# [Task description]
In the stretch from the start of the lines through the line containing "positive clicks: (538, 185) (544, 187)", swap "rough mask" for "coarse mask" and leave everything else unchanged. Return only that stretch, without the pictures.

═════ Recorded information ═════

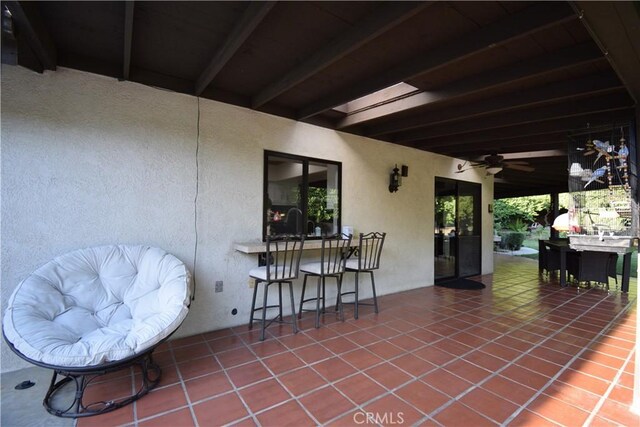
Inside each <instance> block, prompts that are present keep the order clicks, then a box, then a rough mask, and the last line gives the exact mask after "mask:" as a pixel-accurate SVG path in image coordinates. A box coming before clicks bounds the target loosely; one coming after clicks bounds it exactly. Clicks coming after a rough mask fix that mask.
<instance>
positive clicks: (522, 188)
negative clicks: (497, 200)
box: [493, 183, 568, 200]
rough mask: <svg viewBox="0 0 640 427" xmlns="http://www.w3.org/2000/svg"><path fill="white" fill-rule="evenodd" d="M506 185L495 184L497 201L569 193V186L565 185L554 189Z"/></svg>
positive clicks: (538, 185) (544, 187)
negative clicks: (508, 199)
mask: <svg viewBox="0 0 640 427" xmlns="http://www.w3.org/2000/svg"><path fill="white" fill-rule="evenodd" d="M505 185H506V184H501V183H496V184H494V187H493V188H494V190H493V197H494V199H496V200H499V199H506V198H509V197H522V196H541V195H545V194H552V193H566V192H567V191H568V186H567V185H564V186H561V185H556V186H553V187H541V186H539V185H538V186H535V185H534V186H531V187H521V186H517V187H505Z"/></svg>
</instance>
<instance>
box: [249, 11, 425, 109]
mask: <svg viewBox="0 0 640 427" xmlns="http://www.w3.org/2000/svg"><path fill="white" fill-rule="evenodd" d="M432 3H433V2H390V3H383V4H382V6H380V7H379V8H377V9H376V11H375V12H373V13H372V14H371V15H369V16H367V17H365V18H364V19H363V20H362V21H361V22H360V23H359V24H358V25H357V26H355V27H353V28H351V29H350V30H349V31H347V32H346V34H342V35H341V36H339V37H337V38H336V39H334V40H333V41H332V42H331V43H330V44H328V45H327V46H325V47H324V48H323V49H320V50H318V51H316V52H315V53H314V54H313V55H312V56H311V57H309V58H308V59H307V60H306V61H304V62H303V63H302V64H300V65H299V66H297V67H295V68H293V69H292V70H290V71H289V72H288V73H286V74H285V75H284V76H283V77H282V78H281V79H280V80H278V81H276V82H274V83H272V84H270V85H269V86H267V87H266V88H265V89H263V90H262V91H261V92H260V93H258V94H257V95H256V96H254V97H253V99H252V101H251V106H252V108H259V107H260V106H262V105H264V104H266V103H267V102H269V101H271V100H272V99H274V98H276V97H277V96H278V95H280V94H282V93H284V92H286V91H287V90H289V89H291V88H292V87H294V86H295V85H297V84H298V83H300V82H302V81H304V80H306V79H308V78H309V77H311V76H313V75H314V74H316V73H317V72H319V71H321V70H323V69H324V68H326V67H328V66H329V65H331V64H333V63H334V62H336V61H338V60H339V59H341V58H343V57H345V56H346V55H348V54H349V53H351V52H353V51H354V50H356V49H358V48H360V47H361V46H363V45H364V44H366V43H368V42H370V41H371V40H373V39H375V38H376V37H378V36H379V35H381V34H383V33H384V32H386V31H388V30H389V29H391V28H393V27H395V26H397V25H399V24H401V23H402V22H404V21H406V20H407V19H409V18H411V17H412V16H415V15H416V14H417V13H418V12H420V11H422V10H424V8H426V7H428V6H430V5H431V4H432Z"/></svg>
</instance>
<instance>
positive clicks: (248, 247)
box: [233, 239, 358, 254]
mask: <svg viewBox="0 0 640 427" xmlns="http://www.w3.org/2000/svg"><path fill="white" fill-rule="evenodd" d="M266 246H267V244H266V243H265V242H261V241H260V240H253V241H250V242H240V243H234V244H233V249H235V250H236V251H238V252H242V253H245V254H259V253H263V252H266V251H267V249H266ZM356 246H358V240H357V239H355V240H351V247H356ZM321 248H322V240H305V241H304V246H303V248H302V250H312V249H321Z"/></svg>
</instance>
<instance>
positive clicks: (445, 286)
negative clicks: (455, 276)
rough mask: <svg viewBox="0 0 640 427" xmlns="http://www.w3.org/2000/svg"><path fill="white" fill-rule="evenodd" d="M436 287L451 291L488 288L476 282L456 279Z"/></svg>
mask: <svg viewBox="0 0 640 427" xmlns="http://www.w3.org/2000/svg"><path fill="white" fill-rule="evenodd" d="M435 285H436V286H441V287H443V288H449V289H470V290H477V289H484V288H485V287H486V286H485V285H484V283H480V282H476V281H475V280H469V279H455V280H451V281H448V282H442V283H436V284H435Z"/></svg>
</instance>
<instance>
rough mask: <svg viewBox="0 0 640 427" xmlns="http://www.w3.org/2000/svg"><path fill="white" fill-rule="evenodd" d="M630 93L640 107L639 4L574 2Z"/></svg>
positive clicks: (607, 56)
mask: <svg viewBox="0 0 640 427" xmlns="http://www.w3.org/2000/svg"><path fill="white" fill-rule="evenodd" d="M571 5H572V6H573V7H574V9H575V11H576V13H577V14H578V15H579V17H580V21H581V22H582V24H583V25H584V27H585V28H586V29H587V31H588V32H589V33H590V34H591V37H592V38H593V39H594V41H595V42H596V43H597V44H598V45H599V46H600V48H601V49H602V51H603V52H604V54H605V57H606V58H607V59H608V60H609V63H610V64H611V67H612V68H613V69H614V70H615V72H616V74H618V77H620V80H622V82H623V83H624V85H625V86H626V88H627V89H628V90H629V93H630V94H631V96H632V97H633V99H634V100H635V101H636V103H640V72H639V71H638V70H640V25H638V22H639V21H640V6H639V5H638V2H590V1H577V2H572V3H571Z"/></svg>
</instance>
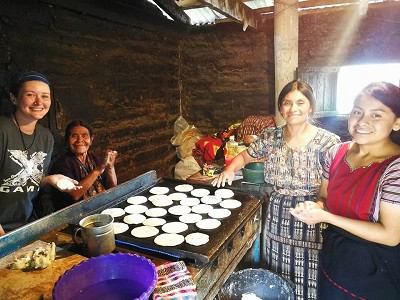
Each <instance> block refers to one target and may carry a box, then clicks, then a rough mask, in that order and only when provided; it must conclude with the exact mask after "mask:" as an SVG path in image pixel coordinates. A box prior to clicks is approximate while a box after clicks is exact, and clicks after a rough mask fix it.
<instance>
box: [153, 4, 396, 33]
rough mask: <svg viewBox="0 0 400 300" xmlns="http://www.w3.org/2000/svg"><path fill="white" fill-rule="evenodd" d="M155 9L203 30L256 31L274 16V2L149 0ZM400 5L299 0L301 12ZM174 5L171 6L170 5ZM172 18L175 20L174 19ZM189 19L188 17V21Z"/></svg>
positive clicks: (364, 13)
mask: <svg viewBox="0 0 400 300" xmlns="http://www.w3.org/2000/svg"><path fill="white" fill-rule="evenodd" d="M147 1H148V2H150V3H153V4H154V5H156V6H157V7H158V8H159V9H160V10H161V11H162V12H163V13H164V14H165V15H166V16H168V18H169V19H174V14H175V17H176V16H177V15H178V16H180V17H181V16H185V17H184V18H183V19H186V20H185V23H186V22H187V23H189V22H190V25H195V26H202V25H212V24H216V23H219V22H226V21H239V22H242V23H243V24H244V29H245V28H247V26H252V27H256V26H257V18H258V17H262V16H265V15H270V14H273V11H274V0H229V1H227V0H202V1H199V0H147ZM388 1H390V2H392V1H393V2H397V1H400V0H370V1H369V0H318V1H308V0H299V1H298V7H299V11H302V10H310V9H326V8H331V7H339V6H348V5H357V6H358V7H359V10H360V14H365V13H366V12H367V10H368V5H369V4H370V3H380V2H388ZM157 2H158V3H159V4H160V5H161V6H163V5H164V6H163V7H165V4H168V5H167V6H168V7H169V9H172V10H174V12H172V15H171V14H170V13H171V11H170V12H165V11H164V10H163V9H162V8H161V7H160V6H159V5H157ZM171 4H172V5H171ZM171 16H172V17H171ZM186 16H187V17H186Z"/></svg>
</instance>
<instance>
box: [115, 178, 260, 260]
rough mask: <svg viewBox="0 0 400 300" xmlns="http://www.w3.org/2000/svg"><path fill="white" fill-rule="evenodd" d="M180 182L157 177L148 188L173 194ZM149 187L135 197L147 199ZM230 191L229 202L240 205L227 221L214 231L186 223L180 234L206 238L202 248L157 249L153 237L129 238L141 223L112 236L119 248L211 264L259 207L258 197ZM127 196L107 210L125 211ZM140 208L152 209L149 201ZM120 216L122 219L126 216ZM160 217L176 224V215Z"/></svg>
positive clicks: (118, 217) (210, 189)
mask: <svg viewBox="0 0 400 300" xmlns="http://www.w3.org/2000/svg"><path fill="white" fill-rule="evenodd" d="M183 183H187V182H186V181H179V180H174V179H168V178H161V179H160V180H159V181H158V182H157V184H155V185H153V186H151V187H154V186H163V187H168V188H169V192H168V194H170V193H173V192H176V191H175V190H174V188H175V186H177V185H179V184H183ZM190 184H191V185H193V187H194V188H195V189H196V188H206V189H208V190H210V192H211V193H210V195H213V194H214V192H215V190H216V189H217V188H215V187H212V186H211V185H207V184H193V183H192V182H191V183H190ZM151 187H150V188H151ZM150 188H148V189H146V190H145V191H143V192H141V193H138V194H136V195H143V196H146V197H149V196H151V195H152V194H151V193H150V192H149V190H150ZM230 189H231V190H233V191H234V193H235V195H234V196H233V197H232V199H236V200H239V201H240V202H242V206H240V207H238V208H235V209H230V210H231V215H230V216H228V217H227V218H224V219H220V221H221V225H220V226H219V227H218V228H216V229H212V230H204V229H199V228H197V226H196V225H195V224H188V226H189V228H188V230H186V231H184V232H182V233H181V234H182V235H184V236H186V235H188V234H189V233H192V232H202V233H206V234H208V235H209V237H210V240H209V242H208V243H206V244H205V245H201V246H192V245H190V244H187V243H186V242H183V243H182V244H180V245H177V246H174V247H169V246H160V245H157V244H156V243H154V238H155V237H156V236H153V237H150V238H136V237H134V236H132V234H131V231H132V229H133V228H135V227H138V226H142V225H143V224H138V225H129V230H128V231H125V232H124V233H121V234H117V235H116V236H115V239H116V243H117V244H118V245H119V246H120V247H125V246H126V247H134V248H138V249H139V250H141V251H145V252H150V253H151V254H152V255H161V256H166V257H168V258H170V259H174V258H175V259H179V260H184V261H185V262H187V263H189V264H191V265H195V266H202V265H204V264H207V263H209V262H210V261H212V260H213V259H214V258H215V257H216V256H218V253H219V252H220V251H222V249H224V248H225V247H226V246H227V245H228V244H229V242H230V240H231V239H232V238H233V237H234V236H235V235H236V234H237V233H238V232H239V230H240V229H241V227H243V224H245V223H246V222H247V221H248V220H249V219H250V218H251V217H252V216H253V215H254V214H255V212H256V211H257V210H258V209H259V207H260V205H261V200H260V199H259V197H256V196H255V195H253V194H247V193H244V192H243V191H241V190H238V189H234V188H230ZM187 194H188V197H193V196H191V195H190V192H188V193H187ZM129 196H130V195H127V196H125V197H122V198H121V199H120V200H121V201H120V202H119V203H118V204H117V205H114V206H110V208H111V207H113V208H114V207H120V208H125V207H126V206H128V205H130V204H129V203H127V202H126V200H127V198H128V197H129ZM177 203H178V201H174V204H173V205H176V204H177ZM142 205H145V206H147V207H148V208H152V207H155V206H154V205H153V204H152V203H151V202H150V201H147V202H146V203H144V204H142ZM213 206H214V207H220V206H219V204H215V205H213ZM169 207H170V206H168V207H164V208H165V209H167V210H168V208H169ZM124 216H126V214H125V215H124ZM124 216H121V217H117V218H114V221H115V222H122V223H123V218H124ZM161 218H164V219H166V221H167V222H177V221H179V216H175V215H171V214H169V213H167V215H165V216H163V217H161ZM204 218H206V215H203V219H204ZM157 228H159V230H160V232H159V234H161V233H163V231H162V230H161V226H159V227H157Z"/></svg>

═════

# [Answer to this exercise]
Inside each <instance> block, prompts that are present keep the order clicks, then a box, then a coarse mask, and the last line gives the exact mask after "mask:" as a pixel-accurate SVG path in image coordinates. A box coming before clicks bounds the target loosely; one coming after clicks bounds it exactly. Clicks coming after a coarse mask fix that mask.
<instance>
positive clicks: (522, 188)
negative clicks: (497, 200)
box: [493, 183, 568, 200]
coarse mask: <svg viewBox="0 0 640 427" xmlns="http://www.w3.org/2000/svg"><path fill="white" fill-rule="evenodd" d="M506 185L495 184L497 201L569 193V186L565 185L554 189Z"/></svg>
positive clicks: (538, 185) (544, 187)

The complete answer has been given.